#### DIRECTIONS
Replace each "instance" with "object" throughout the items below, and give back the items with everything else unchanged.
---------- RECORD EXCERPTS ----------
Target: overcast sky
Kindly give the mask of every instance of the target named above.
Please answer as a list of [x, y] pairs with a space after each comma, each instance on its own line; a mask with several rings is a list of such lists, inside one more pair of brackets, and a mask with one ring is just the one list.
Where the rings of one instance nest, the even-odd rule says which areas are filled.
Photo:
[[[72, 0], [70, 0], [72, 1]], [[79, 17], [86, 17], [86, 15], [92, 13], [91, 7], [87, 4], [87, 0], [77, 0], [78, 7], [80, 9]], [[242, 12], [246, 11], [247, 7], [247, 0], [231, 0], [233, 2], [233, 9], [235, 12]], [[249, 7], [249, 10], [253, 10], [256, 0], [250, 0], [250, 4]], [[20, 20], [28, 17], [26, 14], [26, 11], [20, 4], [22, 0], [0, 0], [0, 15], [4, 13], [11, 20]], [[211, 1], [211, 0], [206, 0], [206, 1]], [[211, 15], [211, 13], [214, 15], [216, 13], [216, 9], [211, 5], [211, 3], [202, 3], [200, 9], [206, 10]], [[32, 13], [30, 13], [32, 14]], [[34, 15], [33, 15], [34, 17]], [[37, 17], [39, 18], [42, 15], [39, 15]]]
----------
#### SOLUTION
Target: overcast sky
Kindly give the mask of every object of the target named above.
Please answer as a list of [x, y] pairs with a space after each comma, each object on its own line; a mask with several rings is a list of such lists, inside one more pair of brackets, and a mask with one ring is just the one list.
Where the rings of one object nest, the even-odd rule says which areas are filled.
Photo:
[[[72, 0], [70, 0], [72, 1]], [[79, 17], [86, 17], [86, 15], [92, 13], [91, 7], [87, 4], [87, 0], [77, 0], [78, 7], [80, 9]], [[242, 12], [246, 11], [247, 7], [247, 0], [231, 0], [233, 2], [233, 9], [235, 12]], [[249, 7], [249, 10], [253, 10], [256, 0], [250, 0], [250, 4]], [[20, 20], [28, 17], [26, 14], [26, 11], [20, 4], [22, 0], [0, 0], [0, 15], [4, 13], [11, 20]], [[211, 1], [211, 0], [206, 0], [206, 1]], [[211, 15], [211, 13], [214, 15], [216, 13], [216, 9], [211, 5], [211, 3], [202, 3], [200, 9], [206, 10]], [[32, 13], [30, 13], [32, 14]], [[34, 15], [33, 15], [34, 17]], [[37, 17], [39, 18], [42, 15], [39, 15]]]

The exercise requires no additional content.